__WHAT THE TASK ASKS__: Apart from the pictures, every entry must be retyped exactly.

__DATA RECORDS__:
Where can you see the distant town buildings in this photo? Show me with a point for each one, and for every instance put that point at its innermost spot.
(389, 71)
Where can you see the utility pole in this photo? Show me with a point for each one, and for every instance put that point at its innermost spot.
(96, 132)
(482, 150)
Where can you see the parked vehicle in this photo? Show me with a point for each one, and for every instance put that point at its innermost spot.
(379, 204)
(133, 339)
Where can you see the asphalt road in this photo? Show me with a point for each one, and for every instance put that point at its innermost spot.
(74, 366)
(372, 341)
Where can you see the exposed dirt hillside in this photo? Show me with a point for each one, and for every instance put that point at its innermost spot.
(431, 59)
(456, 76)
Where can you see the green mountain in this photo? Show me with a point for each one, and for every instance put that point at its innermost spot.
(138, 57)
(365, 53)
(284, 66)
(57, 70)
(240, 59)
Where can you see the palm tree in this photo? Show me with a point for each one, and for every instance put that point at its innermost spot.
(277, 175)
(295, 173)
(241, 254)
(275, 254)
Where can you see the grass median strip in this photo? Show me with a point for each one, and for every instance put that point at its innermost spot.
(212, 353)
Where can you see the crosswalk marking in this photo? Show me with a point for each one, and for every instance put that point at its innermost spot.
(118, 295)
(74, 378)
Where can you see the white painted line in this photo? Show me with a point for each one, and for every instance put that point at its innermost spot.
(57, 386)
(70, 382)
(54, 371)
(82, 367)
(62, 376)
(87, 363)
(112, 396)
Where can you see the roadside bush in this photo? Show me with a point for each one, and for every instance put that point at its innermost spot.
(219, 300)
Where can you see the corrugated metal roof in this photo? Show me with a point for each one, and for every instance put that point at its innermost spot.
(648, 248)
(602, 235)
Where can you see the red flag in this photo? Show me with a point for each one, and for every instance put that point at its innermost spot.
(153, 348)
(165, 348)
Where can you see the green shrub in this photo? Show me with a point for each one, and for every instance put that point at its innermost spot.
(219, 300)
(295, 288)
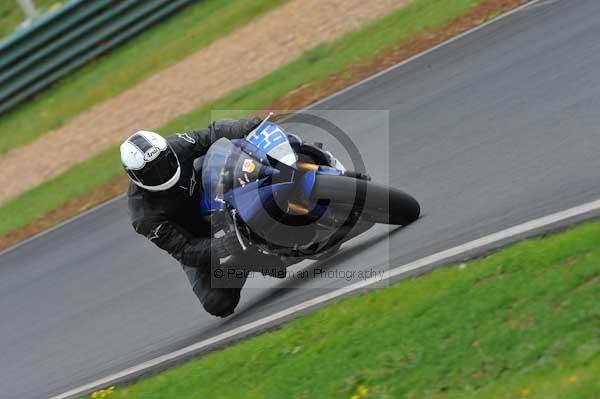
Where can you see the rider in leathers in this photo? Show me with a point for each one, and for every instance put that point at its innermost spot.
(164, 201)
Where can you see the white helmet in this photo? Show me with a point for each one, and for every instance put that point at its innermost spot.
(150, 162)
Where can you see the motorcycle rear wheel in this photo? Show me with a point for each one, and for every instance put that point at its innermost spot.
(378, 203)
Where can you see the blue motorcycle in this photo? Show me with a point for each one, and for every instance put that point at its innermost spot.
(284, 197)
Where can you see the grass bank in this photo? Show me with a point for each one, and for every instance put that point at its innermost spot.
(357, 48)
(194, 28)
(521, 323)
(11, 15)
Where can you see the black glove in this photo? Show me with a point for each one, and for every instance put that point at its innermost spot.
(227, 245)
(251, 124)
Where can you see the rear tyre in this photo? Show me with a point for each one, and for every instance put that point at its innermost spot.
(379, 203)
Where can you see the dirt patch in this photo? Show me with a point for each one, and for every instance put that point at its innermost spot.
(72, 208)
(270, 42)
(296, 99)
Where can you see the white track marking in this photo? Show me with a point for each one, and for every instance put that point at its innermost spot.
(288, 313)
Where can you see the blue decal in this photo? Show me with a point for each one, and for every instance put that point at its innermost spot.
(268, 137)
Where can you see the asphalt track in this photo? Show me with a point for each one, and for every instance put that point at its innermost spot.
(492, 130)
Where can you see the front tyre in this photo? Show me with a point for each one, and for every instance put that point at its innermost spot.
(379, 203)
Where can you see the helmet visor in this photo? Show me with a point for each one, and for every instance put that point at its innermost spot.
(158, 171)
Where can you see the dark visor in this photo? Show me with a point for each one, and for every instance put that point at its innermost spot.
(158, 171)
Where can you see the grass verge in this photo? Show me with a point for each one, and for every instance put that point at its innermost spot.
(317, 73)
(195, 27)
(523, 322)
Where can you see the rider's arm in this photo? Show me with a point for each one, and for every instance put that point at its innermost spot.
(199, 141)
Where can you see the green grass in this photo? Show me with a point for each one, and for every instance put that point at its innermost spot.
(523, 322)
(313, 65)
(193, 28)
(11, 15)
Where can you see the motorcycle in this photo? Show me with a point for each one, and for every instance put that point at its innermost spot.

__RESPONSE TO THIS TASK__:
Where can you see the distant town buildings in this photo? Show me with a point for each one, and for every instance put that point at its innermost spot.
(389, 71)
Where can you see the utility pole in this photo? Show me with a point for each one, and for every instance put that point at its innermost spot.
(96, 132)
(482, 150)
Where can you see the parked vehicle in this photo? Show me with a point for each one, and for every instance put that point at its innermost spot.
(379, 204)
(133, 339)
Where can you see the asphalt road in this photo? Show me with a point for each one, and for every instance put that point at its innermost spot.
(74, 366)
(372, 341)
Where can you see the exposed dirt hillside in this photo? Show me with a point for each one, and for every instance put that point at its innermost spot.
(431, 59)
(456, 76)
Where can you see the green mountain in this photo? Show me with a point for each one, and for every instance put that point at its innermost spot.
(138, 57)
(365, 53)
(284, 66)
(57, 70)
(240, 59)
Where can you see the palm tree in this photo? Show me with a point for each one, and for every instance put that point at its innermost spot.
(277, 175)
(295, 173)
(241, 254)
(275, 254)
Where can you see the grass median strip in this photo? Show me with a point for each one, and for every instance put that point at its innermost spot.
(212, 353)
Where can you see the crosswalk marking in this photo? Show me with a point for each one, and for every instance put that point at its innermost spot.
(118, 295)
(74, 378)
Where can you see the white painted line in this photo? Show me with a point for each one, and for every instance put that point at its innermost spot.
(57, 386)
(70, 382)
(54, 371)
(82, 367)
(62, 376)
(87, 363)
(112, 396)
Where can you see the roadside bush in this photo? Show me with a point for each one, and for every instance put that point at its innermost spot.
(219, 300)
Where can you see the corrugated metal roof in this photo? Show me with a point for each one, and for every instance put that point at its innermost spot.
(648, 248)
(602, 235)
Where can you see the red flag in this photo? Show me with a point for each one, and for every instance put that point at its innermost spot.
(153, 348)
(165, 348)
Where can you see the green shrub in this photo? Show me with a point for each one, and for every instance put that point at its innermost spot.
(219, 300)
(295, 288)
Where can you see the rider in leathers in this photo? Show me with a point for each one, and for every instance put that point at its innermost spot.
(164, 201)
Where can you see the white helmet in this photo? Show me with a point for each one, and for every instance put that point at its innermost spot.
(150, 162)
Where can you see the motorcycle rear wheel in this photo? Show me with a point for each one, and for every instance put that point at its innermost spot.
(378, 203)
Where can you see the blue motorcycle in this photo? Show me with a point for each one, and for every instance put that point at its innermost spot.
(284, 197)
Where can you see the grass bank in this photo? Show me with a point for each one, and for every instance put that point at its innermost spot.
(357, 48)
(194, 28)
(521, 323)
(11, 15)
Where can you see the black glove in this photo? Show me with a point for each one, and for every instance put that point at its innermost spot.
(227, 245)
(251, 124)
Where can you see the rear tyre in this photo? Show me with a point for each one, and for every instance put that point at its innermost spot.
(379, 203)
Where can you see the dirt patch in this photo? Show me with a point for each one, and for every instance put that point at its innermost spot.
(72, 208)
(270, 42)
(296, 99)
Where can you see the white track marking in this photo? Show me with a point for each one, and for every instance put that point at its innermost spot.
(288, 313)
Where can you see the blue decal in this photo? Show me with a point for each one, and for every instance put that point at its innermost spot.
(268, 137)
Where can you see the asphalt track in this photo? Show me with a point for each one, and for every instance put that point at its innermost spot.
(492, 130)
Where can you see the front tyre in this photo? Show me with a point for each one, and for every instance put that point at its innermost spot.
(379, 203)
Where can you see the helmet visor in this photo? Show me with a point for each one, and for every instance put that point at its innermost spot.
(158, 171)
Where can you see the dark visor in this photo? Show me with a point for each one, and for every instance put that point at its innermost spot.
(158, 171)
Where can you see the grass verge in this photo? Show me with a point for each one, and for every instance put that point at its innermost spot.
(317, 73)
(195, 27)
(523, 322)
Where can you see the rider's arm in this photo? Show me with a point for each one, and for every instance put that point at its innermost spot.
(199, 141)
Where can you see the green grass in this photo? Show me with a point for each one, and for every instance put that point at its innermost spot.
(523, 322)
(313, 65)
(193, 28)
(11, 15)
Where can you see the motorcycle in this photo? Show me with a point for each one, and for every instance put that point at its innermost spot.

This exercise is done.